** Begin SUPPLIED DATA **

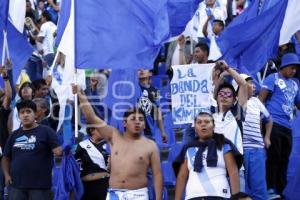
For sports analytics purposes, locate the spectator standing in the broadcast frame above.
[33,11,57,66]
[259,53,300,198]
[73,86,162,200]
[241,74,273,200]
[173,113,241,200]
[2,100,62,200]
[75,127,109,200]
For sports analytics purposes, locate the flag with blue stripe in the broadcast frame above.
[75,0,169,69]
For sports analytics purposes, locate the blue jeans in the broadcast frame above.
[244,148,268,200]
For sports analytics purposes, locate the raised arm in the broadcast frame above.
[72,85,118,141]
[2,61,12,110]
[258,89,270,103]
[1,156,12,185]
[217,60,248,106]
[264,117,273,149]
[224,152,240,195]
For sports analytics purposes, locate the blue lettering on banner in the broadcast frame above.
[171,80,208,95]
[174,106,209,121]
[177,69,197,79]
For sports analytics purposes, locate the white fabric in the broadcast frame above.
[170,63,214,124]
[208,37,222,60]
[243,97,270,149]
[279,0,300,45]
[185,147,231,199]
[79,139,107,170]
[106,188,149,200]
[50,1,86,130]
[171,44,180,65]
[38,21,57,55]
[191,0,227,39]
[213,110,243,154]
[8,0,26,33]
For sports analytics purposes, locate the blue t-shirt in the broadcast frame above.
[262,73,300,128]
[3,125,59,189]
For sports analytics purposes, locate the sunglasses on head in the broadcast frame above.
[218,91,233,98]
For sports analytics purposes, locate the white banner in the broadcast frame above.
[171,63,215,124]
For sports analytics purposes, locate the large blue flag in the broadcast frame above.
[0,21,33,83]
[0,0,9,30]
[55,0,73,47]
[103,69,141,132]
[75,0,169,69]
[168,0,203,36]
[216,0,288,74]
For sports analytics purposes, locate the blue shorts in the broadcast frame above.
[106,188,149,200]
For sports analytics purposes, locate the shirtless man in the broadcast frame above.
[72,85,162,200]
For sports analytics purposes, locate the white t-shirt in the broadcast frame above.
[213,110,243,154]
[243,97,270,149]
[185,147,230,200]
[38,21,57,55]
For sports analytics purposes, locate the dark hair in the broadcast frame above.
[32,78,47,90]
[123,107,145,120]
[42,10,51,21]
[32,98,50,116]
[195,42,209,56]
[213,19,225,29]
[18,82,35,99]
[217,83,237,97]
[86,127,95,136]
[16,99,36,113]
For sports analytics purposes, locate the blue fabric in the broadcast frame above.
[0,21,33,83]
[54,153,83,200]
[55,0,73,47]
[75,0,169,69]
[244,148,268,200]
[55,106,83,200]
[216,0,287,74]
[0,0,9,30]
[168,0,203,36]
[262,73,300,128]
[103,69,140,132]
[284,111,300,200]
[3,125,59,189]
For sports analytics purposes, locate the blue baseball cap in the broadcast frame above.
[280,53,300,69]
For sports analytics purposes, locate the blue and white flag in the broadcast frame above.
[209,0,300,74]
[0,0,9,30]
[103,69,141,132]
[168,0,203,36]
[75,0,170,69]
[55,0,74,47]
[0,0,33,82]
[51,0,86,130]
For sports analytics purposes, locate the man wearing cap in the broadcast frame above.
[259,53,300,199]
[138,69,167,142]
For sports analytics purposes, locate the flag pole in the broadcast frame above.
[260,62,269,85]
[74,67,78,138]
[1,30,6,66]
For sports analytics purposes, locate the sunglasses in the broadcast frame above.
[218,91,233,98]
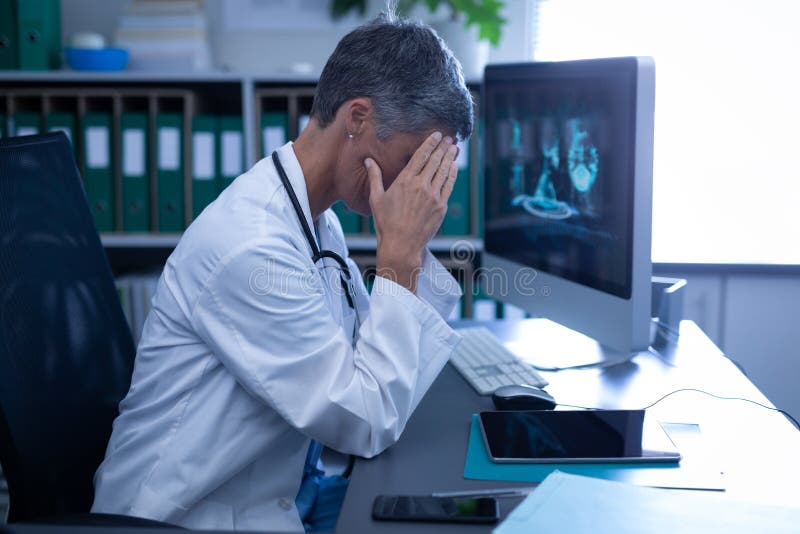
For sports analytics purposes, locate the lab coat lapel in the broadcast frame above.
[278,142,314,255]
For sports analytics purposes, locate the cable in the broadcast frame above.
[556,388,800,430]
[642,388,800,430]
[528,352,639,373]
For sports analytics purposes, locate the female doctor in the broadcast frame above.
[92,10,473,531]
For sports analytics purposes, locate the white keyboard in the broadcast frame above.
[450,326,547,395]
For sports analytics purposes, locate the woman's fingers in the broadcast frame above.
[431,145,458,194]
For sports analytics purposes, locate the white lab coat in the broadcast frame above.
[92,143,461,531]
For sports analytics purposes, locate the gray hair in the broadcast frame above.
[311,14,473,140]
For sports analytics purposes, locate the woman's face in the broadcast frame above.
[339,121,454,215]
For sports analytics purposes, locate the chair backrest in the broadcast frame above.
[0,133,135,521]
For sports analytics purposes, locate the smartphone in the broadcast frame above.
[372,495,500,523]
[479,410,681,463]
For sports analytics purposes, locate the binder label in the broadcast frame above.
[122,129,145,176]
[222,132,242,178]
[86,126,111,169]
[192,132,214,180]
[17,126,39,136]
[50,126,72,143]
[158,127,181,171]
[456,141,469,171]
[262,126,286,157]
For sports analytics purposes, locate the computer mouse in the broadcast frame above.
[492,384,556,410]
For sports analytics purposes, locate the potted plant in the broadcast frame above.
[331,0,506,78]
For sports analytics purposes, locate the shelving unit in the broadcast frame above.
[0,70,482,316]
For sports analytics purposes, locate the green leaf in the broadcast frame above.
[449,0,507,46]
[331,0,367,20]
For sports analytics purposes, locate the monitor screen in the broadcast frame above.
[483,62,636,299]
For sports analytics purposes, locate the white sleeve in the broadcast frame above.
[191,239,460,457]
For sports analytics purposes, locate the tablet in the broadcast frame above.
[479,410,681,464]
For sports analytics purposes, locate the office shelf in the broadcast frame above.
[0,69,483,316]
[100,234,181,248]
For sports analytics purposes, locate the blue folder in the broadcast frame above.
[464,414,725,491]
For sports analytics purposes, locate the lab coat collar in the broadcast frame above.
[276,141,314,243]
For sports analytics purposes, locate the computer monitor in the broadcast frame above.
[479,57,655,351]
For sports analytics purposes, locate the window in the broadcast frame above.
[534,0,800,264]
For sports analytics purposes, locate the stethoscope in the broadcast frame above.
[272,151,361,340]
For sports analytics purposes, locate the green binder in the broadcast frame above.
[439,141,470,235]
[261,111,289,157]
[44,111,75,150]
[218,115,244,191]
[333,202,361,234]
[119,113,150,232]
[15,0,61,70]
[81,112,114,232]
[192,115,217,219]
[156,113,184,232]
[0,0,18,69]
[12,111,42,136]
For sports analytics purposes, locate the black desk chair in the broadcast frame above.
[0,133,177,527]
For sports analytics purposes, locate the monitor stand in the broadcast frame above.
[504,318,638,371]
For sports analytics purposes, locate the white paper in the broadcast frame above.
[222,131,242,178]
[494,471,800,534]
[262,126,286,157]
[17,126,39,136]
[472,299,497,321]
[86,126,111,169]
[192,132,214,180]
[503,304,526,319]
[456,141,469,171]
[50,126,72,143]
[158,126,181,171]
[122,128,145,176]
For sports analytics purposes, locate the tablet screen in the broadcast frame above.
[480,410,680,463]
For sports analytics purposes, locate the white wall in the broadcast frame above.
[659,272,800,418]
[61,0,533,75]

** End SUPPLIED DATA **

EXERCISE OBJECTIVE:
Find the line containing "For sports analytics purposes, locate the green binder". Reproduce it exactly, along with every line after it through the last.

SOLUTION BELOW:
For sports analytics purposes, locate the green binder in the broadcast frame above.
[439,141,470,235]
[261,111,289,157]
[44,111,75,150]
[218,115,244,191]
[333,202,361,234]
[119,113,150,232]
[15,0,61,70]
[81,112,114,232]
[192,115,217,219]
[156,113,184,232]
[0,0,18,69]
[12,111,42,136]
For sports analytics purposes, locate the black desk chair in the broadcast frame above.
[0,133,177,527]
For sports analytics purposes, locate the monitor stand in the broadcast frame above.
[504,318,638,371]
For sports analytics purposes, locate the white paper in the broadcast frame above.
[222,131,242,178]
[494,471,800,534]
[262,126,286,157]
[17,126,39,136]
[472,299,497,321]
[86,126,111,169]
[192,132,214,180]
[503,304,526,319]
[456,141,469,171]
[50,126,72,143]
[158,126,181,171]
[122,128,145,176]
For sports analytics purposes, locate the tablet screen in the broadcast frame above.
[480,410,680,463]
For sports analytics purposes, locate the white wall in the broadcast frame above.
[659,272,800,418]
[61,0,533,75]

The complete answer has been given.